+++ SUPPLIED PASSAGE +++

Csaba Hende, along with an adviser, was traveling to a meeting with local inhabitants where he was supposed to tell his audience about the blessings of lowering utility prices. Of course, the first question is: What on earth is a minister of defense doing at such a function? The short answer is that in Orbán’s Hungary all members of the cabinet are expected to spread Fidesz propaganda. Several ministers and undersecretaries have already spoken at such propaganda meetings. Viktor Orbán obviously considers lowering utility rates a key point in his election campaign and has enlisted members of his government to sing its praises and thus win over voters.

Hende was heading toward Szécsény, a smallish town near the Slovak-Hungarian border between Balassagyarmat and Salgótarján. Although according to reports the minister’s car didn’t exceed the speed limit, it is likely that they were in a hurry because instead of taking the better road the driver, who also acts as Hende’s bodyguard, chose a sparsely traveled secondary road that shortened their travel time. It is a twisting, winding road. As it turned out, this road is a favorite of race car drivers who don’t have much opportunity to test their cars before rallies. The driver brings along two of his friends who act as flagmen. They ask other drivers to wait a bit until the practice is over. Naturally these guys don’t pay attention to speed limits. The driver of that particular race car was executing a serpentine curve at a speed of 100 km or 62 miles an hour. This practice is illegal but, as I found out from several articles I read on the subject, it is a common practice without much interference from the police.

+++ MATERIAL SUPPLIED +++

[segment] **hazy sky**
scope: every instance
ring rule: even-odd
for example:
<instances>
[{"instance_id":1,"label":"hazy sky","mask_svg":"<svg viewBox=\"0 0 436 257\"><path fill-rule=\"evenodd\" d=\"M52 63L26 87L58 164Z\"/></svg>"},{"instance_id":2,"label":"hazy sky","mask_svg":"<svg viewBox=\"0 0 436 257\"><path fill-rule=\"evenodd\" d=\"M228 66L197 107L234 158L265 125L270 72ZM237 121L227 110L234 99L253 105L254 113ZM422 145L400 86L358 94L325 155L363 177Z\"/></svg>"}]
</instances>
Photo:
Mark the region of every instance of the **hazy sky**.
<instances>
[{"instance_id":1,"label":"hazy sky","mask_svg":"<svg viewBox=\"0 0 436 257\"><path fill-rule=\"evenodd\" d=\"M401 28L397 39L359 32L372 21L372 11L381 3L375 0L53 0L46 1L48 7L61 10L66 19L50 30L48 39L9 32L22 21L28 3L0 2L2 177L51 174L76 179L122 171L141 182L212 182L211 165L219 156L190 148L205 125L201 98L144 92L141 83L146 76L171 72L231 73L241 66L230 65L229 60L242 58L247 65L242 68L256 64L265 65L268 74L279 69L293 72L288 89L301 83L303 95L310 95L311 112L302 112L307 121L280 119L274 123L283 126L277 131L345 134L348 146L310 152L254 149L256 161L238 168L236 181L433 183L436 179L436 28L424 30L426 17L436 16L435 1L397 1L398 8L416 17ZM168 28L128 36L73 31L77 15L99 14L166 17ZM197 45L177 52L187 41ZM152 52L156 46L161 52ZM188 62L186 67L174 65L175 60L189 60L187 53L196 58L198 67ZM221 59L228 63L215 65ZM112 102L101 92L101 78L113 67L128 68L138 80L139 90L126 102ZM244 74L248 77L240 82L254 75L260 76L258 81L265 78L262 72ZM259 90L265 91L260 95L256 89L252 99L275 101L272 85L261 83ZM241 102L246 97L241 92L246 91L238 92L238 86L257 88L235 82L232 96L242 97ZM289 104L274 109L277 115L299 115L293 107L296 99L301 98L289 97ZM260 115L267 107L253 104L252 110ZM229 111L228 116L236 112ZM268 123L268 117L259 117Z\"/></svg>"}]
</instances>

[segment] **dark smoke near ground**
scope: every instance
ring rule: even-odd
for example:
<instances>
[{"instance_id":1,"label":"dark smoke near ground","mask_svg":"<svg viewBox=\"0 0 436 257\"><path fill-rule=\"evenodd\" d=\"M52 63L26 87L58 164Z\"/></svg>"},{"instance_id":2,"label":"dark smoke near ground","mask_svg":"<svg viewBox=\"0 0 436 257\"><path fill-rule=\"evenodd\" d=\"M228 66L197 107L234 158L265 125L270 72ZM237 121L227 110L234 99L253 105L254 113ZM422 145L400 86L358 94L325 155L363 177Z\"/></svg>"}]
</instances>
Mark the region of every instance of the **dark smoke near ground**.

+++

● TASKS FOR THIS EXERCISE:
1. Answer these questions using the passage about Csaba Hende's trip:
(a) What was Hende supposed to tell his audience about at the meeting?
(b) Which town was Hende heading toward?
(c) At what speed was the race car driver executing the serpentine curve?
2. Can you repeat, word for word, the stretch of the passage about Csaba Hende's trip from "Csaba Hende, along" through "win over voters."?
Nothing in the listing is needed here.

● TASK-BY-TASK OUTPUTS:
1.
(a) The blessings of lowering utility prices.
(b) Szécsény.
(c) 100 km or 62 miles an hour.

2.
Csaba Hende, along with an adviser, was traveling to a meeting with local inhabitants where he was supposed to tell his audience about the blessings of lowering utility prices. Of course, the first question is: What on earth is a minister of defense doing at such a function? The short answer is that in Orbán’s Hungary all members of the cabinet are expected to spread Fidesz propaganda. Several ministers and undersecretaries have already spoken at such propaganda meetings. Viktor Orbán obviously considers lowering utility rates a key point in his election campaign and has enlisted members of his government to sing its praises and thus win over voters.